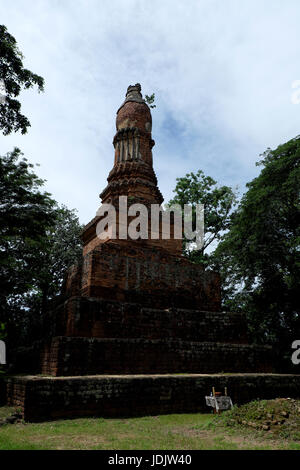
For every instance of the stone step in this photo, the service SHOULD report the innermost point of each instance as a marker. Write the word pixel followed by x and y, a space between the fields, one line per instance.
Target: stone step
pixel 44 398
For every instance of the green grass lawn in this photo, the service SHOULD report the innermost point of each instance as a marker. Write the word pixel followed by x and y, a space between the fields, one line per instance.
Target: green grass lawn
pixel 167 432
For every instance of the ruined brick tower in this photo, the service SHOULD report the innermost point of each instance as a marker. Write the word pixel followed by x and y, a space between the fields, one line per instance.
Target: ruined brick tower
pixel 138 306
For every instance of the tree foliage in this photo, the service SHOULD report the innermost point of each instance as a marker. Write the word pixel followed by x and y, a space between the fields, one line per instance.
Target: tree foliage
pixel 38 241
pixel 15 78
pixel 218 203
pixel 259 256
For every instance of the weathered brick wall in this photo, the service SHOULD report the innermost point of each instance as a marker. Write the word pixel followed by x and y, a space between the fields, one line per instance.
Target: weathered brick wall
pixel 42 398
pixel 85 356
pixel 148 276
pixel 90 317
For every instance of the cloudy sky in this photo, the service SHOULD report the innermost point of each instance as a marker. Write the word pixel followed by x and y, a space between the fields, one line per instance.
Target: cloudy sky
pixel 221 70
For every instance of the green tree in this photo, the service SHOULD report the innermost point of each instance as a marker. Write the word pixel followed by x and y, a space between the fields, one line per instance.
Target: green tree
pixel 259 256
pixel 14 77
pixel 38 241
pixel 218 203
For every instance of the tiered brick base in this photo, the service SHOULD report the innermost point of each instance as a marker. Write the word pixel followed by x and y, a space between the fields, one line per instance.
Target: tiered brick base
pixel 83 356
pixel 44 398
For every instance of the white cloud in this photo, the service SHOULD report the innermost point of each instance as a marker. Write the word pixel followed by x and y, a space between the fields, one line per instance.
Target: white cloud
pixel 222 70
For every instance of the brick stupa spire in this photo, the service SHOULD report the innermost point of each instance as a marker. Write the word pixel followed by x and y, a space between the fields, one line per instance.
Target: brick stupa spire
pixel 133 174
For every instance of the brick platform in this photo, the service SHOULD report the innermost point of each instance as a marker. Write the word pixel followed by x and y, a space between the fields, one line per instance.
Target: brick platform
pixel 45 398
pixel 83 356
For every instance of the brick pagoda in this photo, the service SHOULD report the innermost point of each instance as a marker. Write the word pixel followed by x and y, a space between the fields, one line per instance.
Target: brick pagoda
pixel 139 329
pixel 138 306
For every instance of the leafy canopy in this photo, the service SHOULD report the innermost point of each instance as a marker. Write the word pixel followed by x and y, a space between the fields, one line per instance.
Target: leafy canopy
pixel 14 77
pixel 260 256
pixel 218 202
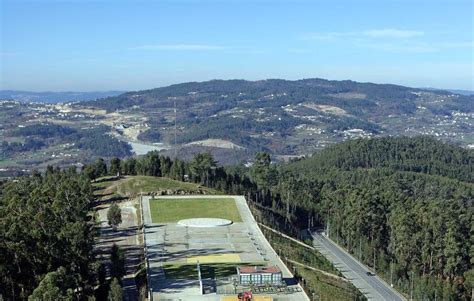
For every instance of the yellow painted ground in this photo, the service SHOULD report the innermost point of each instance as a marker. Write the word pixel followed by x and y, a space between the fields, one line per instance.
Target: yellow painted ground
pixel 255 298
pixel 217 258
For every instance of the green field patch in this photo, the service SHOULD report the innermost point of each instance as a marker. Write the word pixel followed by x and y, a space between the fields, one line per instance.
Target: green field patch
pixel 173 210
pixel 189 271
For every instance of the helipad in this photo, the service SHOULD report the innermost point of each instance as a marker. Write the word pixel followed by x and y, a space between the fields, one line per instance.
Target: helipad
pixel 204 222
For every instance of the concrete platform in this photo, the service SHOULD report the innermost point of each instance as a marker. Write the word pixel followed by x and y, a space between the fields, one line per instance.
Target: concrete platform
pixel 204 222
pixel 237 243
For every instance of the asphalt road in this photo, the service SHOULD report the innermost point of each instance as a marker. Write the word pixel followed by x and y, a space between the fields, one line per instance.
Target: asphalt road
pixel 372 287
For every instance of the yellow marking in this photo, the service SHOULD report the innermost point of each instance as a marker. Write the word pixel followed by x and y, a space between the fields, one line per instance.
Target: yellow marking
pixel 216 258
pixel 255 298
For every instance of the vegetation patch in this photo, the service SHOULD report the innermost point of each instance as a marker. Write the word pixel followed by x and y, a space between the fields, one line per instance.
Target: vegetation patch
pixel 131 186
pixel 173 210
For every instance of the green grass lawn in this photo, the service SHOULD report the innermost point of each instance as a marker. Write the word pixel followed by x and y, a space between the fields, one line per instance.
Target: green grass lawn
pixel 213 270
pixel 173 210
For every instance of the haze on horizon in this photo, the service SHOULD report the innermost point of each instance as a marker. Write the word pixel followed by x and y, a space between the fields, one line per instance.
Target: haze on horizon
pixel 97 45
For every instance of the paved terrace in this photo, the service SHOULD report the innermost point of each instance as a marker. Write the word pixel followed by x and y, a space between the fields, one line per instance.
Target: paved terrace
pixel 240 243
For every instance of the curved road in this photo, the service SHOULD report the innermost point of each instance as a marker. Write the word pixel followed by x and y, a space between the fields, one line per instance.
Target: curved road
pixel 372 287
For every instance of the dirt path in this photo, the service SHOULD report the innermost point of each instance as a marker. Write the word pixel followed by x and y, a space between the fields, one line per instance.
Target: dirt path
pixel 126 237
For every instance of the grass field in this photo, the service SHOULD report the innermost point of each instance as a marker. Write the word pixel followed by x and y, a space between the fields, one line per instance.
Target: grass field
pixel 131 186
pixel 189 271
pixel 173 210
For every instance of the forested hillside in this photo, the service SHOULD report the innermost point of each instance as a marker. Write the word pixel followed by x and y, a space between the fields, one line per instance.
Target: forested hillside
pixel 420 154
pixel 405 204
pixel 46 238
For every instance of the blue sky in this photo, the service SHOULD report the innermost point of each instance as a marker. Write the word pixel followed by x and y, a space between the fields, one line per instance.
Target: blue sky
pixel 85 45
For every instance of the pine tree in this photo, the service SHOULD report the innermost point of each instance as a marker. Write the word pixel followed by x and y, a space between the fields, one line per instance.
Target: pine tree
pixel 114 216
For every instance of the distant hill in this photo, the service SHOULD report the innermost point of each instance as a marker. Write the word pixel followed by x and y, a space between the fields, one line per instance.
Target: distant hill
pixel 417 154
pixel 54 97
pixel 294 117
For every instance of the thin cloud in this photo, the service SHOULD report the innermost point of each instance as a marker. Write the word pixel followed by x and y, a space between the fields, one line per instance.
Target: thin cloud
pixel 393 33
pixel 184 47
pixel 388 33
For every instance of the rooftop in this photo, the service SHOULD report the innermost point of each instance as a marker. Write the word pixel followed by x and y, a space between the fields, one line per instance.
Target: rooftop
pixel 257 269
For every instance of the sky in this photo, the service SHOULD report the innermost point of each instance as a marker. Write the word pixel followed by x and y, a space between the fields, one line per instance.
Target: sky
pixel 85 45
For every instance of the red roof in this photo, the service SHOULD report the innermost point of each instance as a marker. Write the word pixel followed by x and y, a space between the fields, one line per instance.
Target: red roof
pixel 259 270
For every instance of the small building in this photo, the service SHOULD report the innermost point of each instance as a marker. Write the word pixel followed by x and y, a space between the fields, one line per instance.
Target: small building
pixel 259 275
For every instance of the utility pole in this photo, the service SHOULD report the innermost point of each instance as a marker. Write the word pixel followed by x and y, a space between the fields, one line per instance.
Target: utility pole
pixel 360 248
pixel 391 273
pixel 374 260
pixel 175 146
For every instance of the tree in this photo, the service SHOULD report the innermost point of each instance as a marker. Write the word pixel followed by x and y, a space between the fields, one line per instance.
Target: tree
pixel 53 287
pixel 117 262
pixel 115 291
pixel 201 166
pixel 100 167
pixel 90 172
pixel 115 166
pixel 114 216
pixel 45 224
__________________________________________________
-- Exercise prompt --
Make an exact copy of the listing above. Do not include the pictures.

-- Exercise solution --
For every instance of the stone step in this photo, the service SHOULD report the innermost point of each instance as a marker. Write the word pixel followed by x and y, a space between the fields, one line per instance.
Target: stone step
pixel 44 398
For every instance of the green grass lawn in this photo, the service SHOULD report the innermost point of each instance as a marker. Write the word pixel followed by x and y, a space between the fields, one line per instance.
Target: green grass lawn
pixel 167 432
For every instance of the ruined brick tower in this photo, the service SHOULD report the innermost point of each instance as a marker. Write the word pixel followed by x and y, a space between the fields, one line per instance.
Target: ruined brick tower
pixel 138 306
For every instance of the tree foliage in this photo, the service SHOULD report the innermost point of each instance as a marker. Write the word pixel followed by x and y, a space between the fields, one line per instance.
Target: tree foliage
pixel 38 241
pixel 15 78
pixel 218 203
pixel 259 256
For every instance of the weathered brick wall in this photo, the service SHOULD report the innermost point of each instance as a marker. Write the word pixel followed by x and y, a space between the fields, one line per instance.
Target: weathered brick wall
pixel 42 398
pixel 85 356
pixel 148 276
pixel 90 317
For every instance of the cloudy sky in this photo, the service SHOULD report the innermost point of each instance as a marker. Write the word pixel followed by x and y, a space between the fields, one line per instance.
Target: cloudy sky
pixel 221 70
For every instance of the green tree in this photo, the service SHOULD report the innermost point of each instance as a marker. Write the word pixel followed by x and y, a space between the fields, one line per instance.
Target: green tree
pixel 259 256
pixel 14 77
pixel 38 241
pixel 218 203
For every instance of the tiered brick base in this photo, the service SHOULD report the innermost point of each instance as a marker. Write the word pixel followed by x and y, a space between the fields, one line per instance.
Target: tiered brick base
pixel 83 356
pixel 44 398
For every instance of the white cloud in this photo, the service SHOULD report the innermost point of each instance as a marker. Write the word pixel followed by x and y, a space between the fields, one line per instance.
Target: white cloud
pixel 222 70
For every instance of the brick stupa spire in this photo, the service SHOULD report the innermost point of each instance as a marker. Write the word pixel followed by x and y, a space between the fields, one line per instance.
Target: brick stupa spire
pixel 133 174
For every instance of the brick platform in this photo, the service SHOULD report the innermost point of each instance as a marker. Write the word pixel followed by x and y, a space between the fields, one line per instance.
Target: brick platform
pixel 45 398
pixel 83 356
For every instance of the brick pagoda in this photo, the service SHOULD report the innermost point of each instance as a marker. Write the word pixel followed by x and y, a space between the fields, one line per instance.
Target: brick pagoda
pixel 139 329
pixel 138 306
For every instance of the leafy canopy in this photo, the service SHOULD report the innermost point of each instance as a marker. Write the word pixel followed by x and y, a space between the fields, one line per instance.
Target: leafy canopy
pixel 14 77
pixel 260 256
pixel 218 202
For every instance of the yellow painted ground in this photo, the service SHOULD report the innermost point of each instance as a marker. Write the word pixel followed by x and y, a space between the fields, one line per instance.
Target: yellow painted ground
pixel 255 298
pixel 217 258
For every instance of the green field patch in this photo, the service SHOULD report the innermost point of each instance as a marker. Write the word pixel followed by x and y, a space between the fields, one line per instance.
Target: green field patch
pixel 173 210
pixel 189 271
For every instance of the helipad in this photo, the service SHOULD report the innermost point of each instance as a marker. Write the word pixel followed by x and y, a space between the fields, one line per instance.
Target: helipad
pixel 204 222
For every instance of the concrete platform in this photo, the service SHOULD report the innermost point of each instance as a marker. Write the word pixel followed by x and y, a space between the fields, one line per instance.
Target: concrete platform
pixel 204 222
pixel 237 243
For every instance of the asphalt road in this photo, the service SHOULD report the innermost point of each instance as a marker. Write the word pixel followed by x and y, a space between the fields, one line per instance.
Target: asphalt road
pixel 372 287
For every instance of the yellow marking in this photo, the service SHOULD report the innermost point of each instance as a marker. Write the word pixel followed by x and y, a space between the fields, one line per instance.
Target: yellow marking
pixel 216 258
pixel 255 298
For every instance of the vegetation patch in this photo, the service SHOULD report the innermost point of each instance as a marker. Write the word pixel followed by x and y, a space between the fields, one line per instance.
Target: vegetation patch
pixel 131 186
pixel 173 210
For every instance of the green grass lawn in this photo, the service SHOULD report the innermost point of each instance as a marker. Write the word pixel followed by x and y, a space between the fields, one line per instance.
Target: green grass lawn
pixel 213 270
pixel 173 210
For every instance of the haze on horizon in this photo, the service SHOULD report the innermost point of each instance as a marker. Write the word pixel followed by x and y, a space between the fields, one line per instance.
Target: haze on horizon
pixel 97 45
For every instance of the paved terrace in this photo, the service SHOULD report the innermost point of each instance as a marker. Write the word pixel followed by x and y, a space between the fields, one line per instance.
Target: paved terrace
pixel 240 243
For every instance of the curved road in this photo, the service SHOULD report the innermost point of each instance as a marker. Write the word pixel followed by x and y, a space between the fields, one line per instance.
Target: curved road
pixel 372 287
For every instance of the dirt path in this photo, the service SHOULD report the innermost point of each instance as a marker. Write the word pixel followed by x and y, a space between the fields, one line per instance.
Target: dirt path
pixel 126 237
For every instance of the grass field in this photo, the service SHOULD report the innermost point of each instance as a marker. Write the word pixel followed by x and y, a space between the fields, one line per instance.
Target: grass field
pixel 131 186
pixel 189 271
pixel 173 210
For every instance of the forested hillside in this photo, the service SHOULD report the innermost point of each instance as a marker. Write the word pixel followed by x and y, a space between the fields, one line per instance.
Target: forested hillside
pixel 420 154
pixel 405 204
pixel 46 238
For every instance of the blue sky in this photo, the service SHOULD report the innermost point of each instance as a marker. Write the word pixel followed by x and y, a space between the fields, one line per instance.
Target: blue sky
pixel 85 45
For every instance of the pine tree in this photo, the service SHOULD report the innermost point of each instance as a marker. Write the word pixel followed by x and y, a space between the fields, one line per instance.
Target: pine tree
pixel 114 216
For every instance of the distant hill in this photo, the service SHOULD report the innermost point of each instance as a marker. Write the word pixel followed by x and y, a space between the fields, one line per instance.
Target: distant hill
pixel 417 154
pixel 54 97
pixel 294 117
For every instance of the thin cloud in this photo, the service SHOULD report the innermost point of each instance as a marker. Write the word pixel followed by x and y, a space between the fields, one line per instance.
Target: thin cloud
pixel 393 33
pixel 184 47
pixel 388 33
For every instance of the rooftop in this photo, the service SHOULD report the innermost point of each instance as a marker. Write the word pixel followed by x and y, a space between the fields, one line per instance.
Target: rooftop
pixel 257 269
For every instance of the sky in this photo, the service SHOULD report the innermost point of each instance as a marker. Write the word pixel followed by x and y, a space between the fields, one line per instance.
Target: sky
pixel 85 45
For every instance of the red roof in this photo, the service SHOULD report the innermost point of each instance as a marker. Write the word pixel followed by x and y, a space between the fields, one line per instance.
Target: red roof
pixel 259 270
For every instance of the small building in this photo, the service SHOULD report the innermost point of each instance as a marker. Write the word pixel followed by x and y, a space between the fields, one line per instance.
Target: small building
pixel 259 275
For every instance of the utility pole in this photo, the service SHOULD report the innermost point of each instance as a marker. Write the word pixel followed by x and y, a space between the fields, one line per instance.
Target: utility pole
pixel 360 248
pixel 391 273
pixel 374 260
pixel 175 146
For every instance of the tree in this photo, the service SHOULD report the innermost point of each instance as a marker. Write the word pixel followed by x and y, a space between the fields, one line per instance.
Target: tree
pixel 53 287
pixel 117 262
pixel 115 291
pixel 201 166
pixel 100 167
pixel 90 172
pixel 115 166
pixel 114 216
pixel 45 224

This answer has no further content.